> _Excerpt to read_
# Ship scale question



## Scorpitat (Oct 7, 2004)

Just got a kit of the Enterprise aircraft carrier by ARII, and it states it as 1:800 scale.

Not being that great at scale conversions, can anyone tell me roughly how long this kit would be, so I don't have to ruin the box, by removing the plastic wrap? Anyone also have any pics of this kit opened or finished they could post that I can "ohh and ahh" over?

Any help greatly appreciated!

Sincerely,
Scorp.

"Boldly GO!" :wave:


----------



## djnick66 (May 2, 2008)

Take the length of the real ship in inches (google is your friend) and divide by 800

Basically take the number of feet, multiply by 12 and divide by 800


----------



## Scorpitat (Oct 7, 2004)

Roughly 16 1/2 inches..........coooool!

Thanks for the help!

Scorp.


----------



## John P (Sep 1, 1999)

Why wouldn't you open the box? Aren't you going to build it?


----------



## djnick66 (May 2, 2008)

Its not like its a rare kit either. I always open kits for a few reasons, one to make sure its complete and not missing anything or a short shot. You can't exchange or return a bad kit 9 years later when you pop it open and find its missing something. Plus shrink wrap continues to shrink with time and warps the box lids badly.


----------



## Scorpitat (Oct 7, 2004)

Not building it yet John. It may end up being in the pile for awhile, or may be a winter project. Who knows. LOL

I have Vipers waiting to be built, a large Seaview and Flying Sub staring at me, and of COURSE, the NEW BATTLESTAR is on it's way, and jumping to the front of the build line..........ya know what I mean?

Sincerely,
Scorp.

"Boldly GO!" :wave:


----------



## irishtrek (Sep 17, 2005)

All modern day super carriers are about 1000- 1200 feet long.
And if you really want to know go to www.hazegray.org and if you can't still find what you're looking for then try www.navsource.org and click on what ever ship name you are wanting info on.


----------

> _Data lines_

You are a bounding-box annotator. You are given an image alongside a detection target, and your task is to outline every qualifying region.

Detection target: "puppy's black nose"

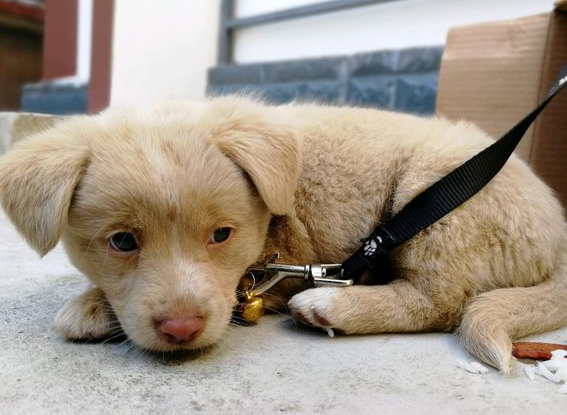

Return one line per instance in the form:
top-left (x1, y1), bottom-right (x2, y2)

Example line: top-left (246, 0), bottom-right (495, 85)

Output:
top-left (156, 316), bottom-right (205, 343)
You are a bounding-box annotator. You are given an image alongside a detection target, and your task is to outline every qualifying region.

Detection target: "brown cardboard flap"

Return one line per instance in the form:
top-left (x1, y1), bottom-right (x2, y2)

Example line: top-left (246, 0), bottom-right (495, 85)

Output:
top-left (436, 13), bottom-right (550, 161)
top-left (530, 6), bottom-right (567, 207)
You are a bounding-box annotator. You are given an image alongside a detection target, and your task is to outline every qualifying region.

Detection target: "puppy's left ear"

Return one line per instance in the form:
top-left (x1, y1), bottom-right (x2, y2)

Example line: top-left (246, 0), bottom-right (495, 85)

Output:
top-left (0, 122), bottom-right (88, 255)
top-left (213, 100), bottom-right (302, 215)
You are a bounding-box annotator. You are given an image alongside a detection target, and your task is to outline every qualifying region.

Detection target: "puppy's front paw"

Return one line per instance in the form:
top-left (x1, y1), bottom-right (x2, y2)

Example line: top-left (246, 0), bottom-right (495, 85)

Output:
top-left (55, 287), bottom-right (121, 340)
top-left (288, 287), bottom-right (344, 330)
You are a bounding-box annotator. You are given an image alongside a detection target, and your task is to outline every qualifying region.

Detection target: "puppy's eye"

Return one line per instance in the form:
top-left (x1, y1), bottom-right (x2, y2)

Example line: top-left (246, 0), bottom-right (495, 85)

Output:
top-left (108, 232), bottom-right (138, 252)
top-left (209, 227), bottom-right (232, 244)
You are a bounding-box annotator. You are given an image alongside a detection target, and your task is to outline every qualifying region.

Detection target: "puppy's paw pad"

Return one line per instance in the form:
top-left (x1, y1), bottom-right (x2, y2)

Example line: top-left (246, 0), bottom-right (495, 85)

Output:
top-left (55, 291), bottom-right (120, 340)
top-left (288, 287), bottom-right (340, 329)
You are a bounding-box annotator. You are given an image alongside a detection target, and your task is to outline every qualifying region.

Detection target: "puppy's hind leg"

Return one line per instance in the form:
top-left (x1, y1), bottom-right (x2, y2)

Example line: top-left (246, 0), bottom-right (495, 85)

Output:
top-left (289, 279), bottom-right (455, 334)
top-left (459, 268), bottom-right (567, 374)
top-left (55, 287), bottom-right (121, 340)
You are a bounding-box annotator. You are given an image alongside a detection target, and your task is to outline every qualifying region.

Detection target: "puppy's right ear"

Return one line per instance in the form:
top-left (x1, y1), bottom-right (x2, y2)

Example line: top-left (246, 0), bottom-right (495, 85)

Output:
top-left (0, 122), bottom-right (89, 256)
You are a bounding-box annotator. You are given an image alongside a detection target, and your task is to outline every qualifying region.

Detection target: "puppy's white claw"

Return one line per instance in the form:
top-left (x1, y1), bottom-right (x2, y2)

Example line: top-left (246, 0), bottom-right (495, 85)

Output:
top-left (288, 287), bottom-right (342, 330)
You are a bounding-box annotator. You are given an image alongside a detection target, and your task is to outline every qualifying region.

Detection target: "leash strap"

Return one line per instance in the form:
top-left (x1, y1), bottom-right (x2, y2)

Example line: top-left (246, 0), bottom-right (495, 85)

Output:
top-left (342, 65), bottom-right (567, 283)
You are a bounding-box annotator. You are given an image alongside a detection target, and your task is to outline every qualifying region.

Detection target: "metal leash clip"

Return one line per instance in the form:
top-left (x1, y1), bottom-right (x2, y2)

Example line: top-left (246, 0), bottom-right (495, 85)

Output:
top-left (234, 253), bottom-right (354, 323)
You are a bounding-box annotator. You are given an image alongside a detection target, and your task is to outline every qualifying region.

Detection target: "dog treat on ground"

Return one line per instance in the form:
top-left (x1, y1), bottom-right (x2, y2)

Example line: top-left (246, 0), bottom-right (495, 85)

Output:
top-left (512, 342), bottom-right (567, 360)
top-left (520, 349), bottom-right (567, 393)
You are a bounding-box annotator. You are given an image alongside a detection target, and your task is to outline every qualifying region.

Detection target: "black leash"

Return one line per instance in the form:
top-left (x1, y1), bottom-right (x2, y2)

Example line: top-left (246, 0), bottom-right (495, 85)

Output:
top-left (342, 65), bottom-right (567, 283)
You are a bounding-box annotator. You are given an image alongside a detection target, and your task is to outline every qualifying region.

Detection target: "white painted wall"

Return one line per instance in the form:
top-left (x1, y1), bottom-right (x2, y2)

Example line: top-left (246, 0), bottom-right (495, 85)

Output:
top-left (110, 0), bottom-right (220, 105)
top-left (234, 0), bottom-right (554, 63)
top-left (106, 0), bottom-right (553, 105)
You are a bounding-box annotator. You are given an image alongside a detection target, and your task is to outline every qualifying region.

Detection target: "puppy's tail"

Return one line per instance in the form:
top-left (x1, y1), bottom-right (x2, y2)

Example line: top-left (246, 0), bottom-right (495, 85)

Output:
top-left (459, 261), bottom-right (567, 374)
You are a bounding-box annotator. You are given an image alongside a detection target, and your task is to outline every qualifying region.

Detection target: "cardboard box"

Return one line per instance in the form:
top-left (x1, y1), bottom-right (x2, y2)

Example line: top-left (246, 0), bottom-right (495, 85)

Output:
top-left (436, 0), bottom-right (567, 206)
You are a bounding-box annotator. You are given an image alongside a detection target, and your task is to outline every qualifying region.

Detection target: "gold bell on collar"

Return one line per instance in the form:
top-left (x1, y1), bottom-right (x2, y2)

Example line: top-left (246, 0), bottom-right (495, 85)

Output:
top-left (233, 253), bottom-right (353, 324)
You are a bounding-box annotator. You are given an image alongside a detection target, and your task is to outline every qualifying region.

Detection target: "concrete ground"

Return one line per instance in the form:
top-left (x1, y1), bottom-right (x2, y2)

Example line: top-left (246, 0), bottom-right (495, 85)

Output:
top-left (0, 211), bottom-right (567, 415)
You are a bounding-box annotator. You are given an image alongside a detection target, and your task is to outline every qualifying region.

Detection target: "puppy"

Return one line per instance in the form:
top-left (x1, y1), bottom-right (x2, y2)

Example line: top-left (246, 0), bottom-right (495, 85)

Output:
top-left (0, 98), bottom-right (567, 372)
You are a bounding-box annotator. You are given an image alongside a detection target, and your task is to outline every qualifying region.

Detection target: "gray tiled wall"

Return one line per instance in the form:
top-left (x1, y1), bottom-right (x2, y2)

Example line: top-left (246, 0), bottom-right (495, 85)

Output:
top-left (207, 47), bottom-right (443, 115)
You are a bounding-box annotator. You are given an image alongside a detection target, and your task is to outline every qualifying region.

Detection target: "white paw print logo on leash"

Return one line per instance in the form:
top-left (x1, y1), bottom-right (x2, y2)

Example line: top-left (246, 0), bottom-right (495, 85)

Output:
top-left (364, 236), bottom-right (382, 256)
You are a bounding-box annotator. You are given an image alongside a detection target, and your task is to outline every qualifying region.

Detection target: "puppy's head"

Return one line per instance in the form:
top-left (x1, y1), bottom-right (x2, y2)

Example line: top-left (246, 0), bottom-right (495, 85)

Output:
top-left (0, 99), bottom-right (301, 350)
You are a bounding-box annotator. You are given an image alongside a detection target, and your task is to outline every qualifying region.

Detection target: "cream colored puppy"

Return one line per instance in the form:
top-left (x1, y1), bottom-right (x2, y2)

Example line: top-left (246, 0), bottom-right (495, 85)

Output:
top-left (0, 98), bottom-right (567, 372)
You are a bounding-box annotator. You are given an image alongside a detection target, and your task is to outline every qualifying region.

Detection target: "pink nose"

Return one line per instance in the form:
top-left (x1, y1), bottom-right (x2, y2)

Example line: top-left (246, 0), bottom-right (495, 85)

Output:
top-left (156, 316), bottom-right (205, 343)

==

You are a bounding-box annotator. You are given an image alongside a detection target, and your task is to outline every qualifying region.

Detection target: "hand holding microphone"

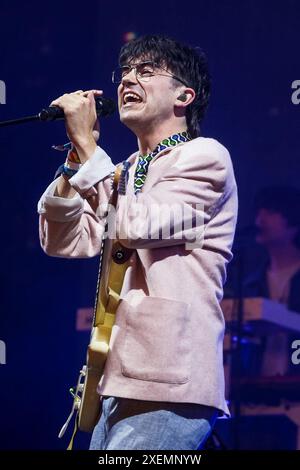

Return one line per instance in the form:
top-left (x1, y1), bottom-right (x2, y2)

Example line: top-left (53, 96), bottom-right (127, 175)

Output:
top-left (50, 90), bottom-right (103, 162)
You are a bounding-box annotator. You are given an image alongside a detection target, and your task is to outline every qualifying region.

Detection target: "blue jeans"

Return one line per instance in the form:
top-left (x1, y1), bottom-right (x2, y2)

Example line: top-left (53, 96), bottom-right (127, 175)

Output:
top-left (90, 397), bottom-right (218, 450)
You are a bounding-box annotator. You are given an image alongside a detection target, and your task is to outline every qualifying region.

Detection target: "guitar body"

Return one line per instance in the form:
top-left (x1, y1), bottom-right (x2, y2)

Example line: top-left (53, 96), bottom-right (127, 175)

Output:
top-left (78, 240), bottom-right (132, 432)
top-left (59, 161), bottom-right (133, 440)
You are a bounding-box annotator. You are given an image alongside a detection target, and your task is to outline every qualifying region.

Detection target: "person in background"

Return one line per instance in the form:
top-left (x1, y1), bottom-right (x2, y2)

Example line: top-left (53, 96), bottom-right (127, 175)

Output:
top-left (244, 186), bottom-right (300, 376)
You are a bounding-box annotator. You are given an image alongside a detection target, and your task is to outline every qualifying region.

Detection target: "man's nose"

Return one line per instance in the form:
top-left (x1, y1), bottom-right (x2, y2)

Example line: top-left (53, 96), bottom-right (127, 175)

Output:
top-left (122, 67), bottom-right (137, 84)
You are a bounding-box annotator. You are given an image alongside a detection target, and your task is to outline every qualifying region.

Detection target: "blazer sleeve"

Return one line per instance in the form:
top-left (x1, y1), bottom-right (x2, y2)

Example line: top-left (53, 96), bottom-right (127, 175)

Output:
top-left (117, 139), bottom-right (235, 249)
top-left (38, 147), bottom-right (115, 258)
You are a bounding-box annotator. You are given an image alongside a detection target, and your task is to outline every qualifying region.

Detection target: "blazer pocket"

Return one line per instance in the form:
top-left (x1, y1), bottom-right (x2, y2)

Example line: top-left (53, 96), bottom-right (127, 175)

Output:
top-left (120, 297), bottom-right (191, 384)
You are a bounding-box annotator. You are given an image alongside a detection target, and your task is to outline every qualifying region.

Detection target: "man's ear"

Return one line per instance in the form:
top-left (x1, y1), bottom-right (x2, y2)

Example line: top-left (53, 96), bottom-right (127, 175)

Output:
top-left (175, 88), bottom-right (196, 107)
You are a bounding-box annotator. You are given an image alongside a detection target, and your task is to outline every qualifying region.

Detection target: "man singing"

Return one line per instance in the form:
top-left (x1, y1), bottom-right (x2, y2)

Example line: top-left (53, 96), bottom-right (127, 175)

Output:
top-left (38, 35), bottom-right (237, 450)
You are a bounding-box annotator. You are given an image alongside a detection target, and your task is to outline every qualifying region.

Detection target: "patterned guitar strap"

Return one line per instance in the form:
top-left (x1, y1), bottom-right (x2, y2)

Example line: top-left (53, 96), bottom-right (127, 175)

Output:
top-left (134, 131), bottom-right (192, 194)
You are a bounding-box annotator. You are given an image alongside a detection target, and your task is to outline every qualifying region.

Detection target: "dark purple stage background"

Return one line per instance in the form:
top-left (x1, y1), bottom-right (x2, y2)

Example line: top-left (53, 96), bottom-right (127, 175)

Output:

* * *

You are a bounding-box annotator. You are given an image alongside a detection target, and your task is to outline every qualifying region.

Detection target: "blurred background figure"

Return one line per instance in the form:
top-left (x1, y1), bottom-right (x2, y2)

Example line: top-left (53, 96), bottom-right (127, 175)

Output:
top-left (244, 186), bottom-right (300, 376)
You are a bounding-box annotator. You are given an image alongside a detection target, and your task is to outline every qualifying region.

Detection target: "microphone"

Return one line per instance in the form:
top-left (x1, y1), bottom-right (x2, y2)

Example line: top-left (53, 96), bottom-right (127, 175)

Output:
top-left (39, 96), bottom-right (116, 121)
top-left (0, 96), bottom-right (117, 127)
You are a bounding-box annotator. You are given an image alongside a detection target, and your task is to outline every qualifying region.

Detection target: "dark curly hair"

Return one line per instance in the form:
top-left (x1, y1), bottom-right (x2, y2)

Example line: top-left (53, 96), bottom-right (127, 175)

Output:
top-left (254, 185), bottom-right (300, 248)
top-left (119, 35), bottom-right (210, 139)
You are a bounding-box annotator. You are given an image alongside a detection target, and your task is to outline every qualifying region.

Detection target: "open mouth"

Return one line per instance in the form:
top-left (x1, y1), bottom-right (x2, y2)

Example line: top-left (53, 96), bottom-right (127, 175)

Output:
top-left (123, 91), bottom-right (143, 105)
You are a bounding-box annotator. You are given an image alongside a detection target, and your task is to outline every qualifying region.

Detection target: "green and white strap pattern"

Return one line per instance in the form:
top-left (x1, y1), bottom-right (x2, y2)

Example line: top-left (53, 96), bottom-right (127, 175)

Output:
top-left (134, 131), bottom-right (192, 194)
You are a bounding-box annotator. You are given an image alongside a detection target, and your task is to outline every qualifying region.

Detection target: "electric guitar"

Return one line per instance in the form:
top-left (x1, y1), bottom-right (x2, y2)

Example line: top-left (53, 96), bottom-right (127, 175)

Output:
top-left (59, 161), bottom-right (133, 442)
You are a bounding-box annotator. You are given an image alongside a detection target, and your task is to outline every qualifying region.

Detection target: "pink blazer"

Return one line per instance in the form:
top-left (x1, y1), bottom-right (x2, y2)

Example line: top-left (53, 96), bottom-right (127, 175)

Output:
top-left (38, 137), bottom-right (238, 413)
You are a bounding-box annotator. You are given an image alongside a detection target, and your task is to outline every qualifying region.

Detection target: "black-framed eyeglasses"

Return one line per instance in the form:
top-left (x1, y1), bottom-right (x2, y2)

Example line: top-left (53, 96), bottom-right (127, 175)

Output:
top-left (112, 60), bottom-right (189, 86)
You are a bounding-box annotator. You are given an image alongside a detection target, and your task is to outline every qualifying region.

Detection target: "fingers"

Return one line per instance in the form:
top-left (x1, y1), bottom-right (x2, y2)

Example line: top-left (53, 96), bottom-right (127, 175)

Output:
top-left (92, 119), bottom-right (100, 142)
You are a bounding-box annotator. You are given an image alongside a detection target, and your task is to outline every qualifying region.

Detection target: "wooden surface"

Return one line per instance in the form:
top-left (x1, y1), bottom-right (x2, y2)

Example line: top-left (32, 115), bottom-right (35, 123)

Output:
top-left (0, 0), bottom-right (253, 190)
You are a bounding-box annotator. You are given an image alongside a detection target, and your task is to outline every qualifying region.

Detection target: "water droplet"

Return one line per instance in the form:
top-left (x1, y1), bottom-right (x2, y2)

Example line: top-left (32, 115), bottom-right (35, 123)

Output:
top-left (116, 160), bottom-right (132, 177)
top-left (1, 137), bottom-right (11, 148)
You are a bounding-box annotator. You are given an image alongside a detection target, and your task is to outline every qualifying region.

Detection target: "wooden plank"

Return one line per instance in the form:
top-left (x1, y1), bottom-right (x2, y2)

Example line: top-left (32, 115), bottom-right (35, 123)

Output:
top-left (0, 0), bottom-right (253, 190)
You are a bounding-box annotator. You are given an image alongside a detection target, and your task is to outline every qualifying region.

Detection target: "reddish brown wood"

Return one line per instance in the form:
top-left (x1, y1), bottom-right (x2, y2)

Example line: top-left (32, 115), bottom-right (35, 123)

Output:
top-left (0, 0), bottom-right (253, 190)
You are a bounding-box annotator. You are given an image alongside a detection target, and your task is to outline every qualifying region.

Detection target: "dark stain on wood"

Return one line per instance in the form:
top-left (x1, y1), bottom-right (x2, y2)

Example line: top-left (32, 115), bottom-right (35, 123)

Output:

> _Goal_
Answer these questions on the ship scale thread:
(a) What scale does the Enterprise kit state?
(b) According to djnick66, by what number should the number of feet be multiplied?
(c) Which two websites does irishtrek suggest?
The lines are not needed here.

> _Output of the exercise_
(a) 1:800
(b) 12
(c) www.hazegray.org and www.navsource.org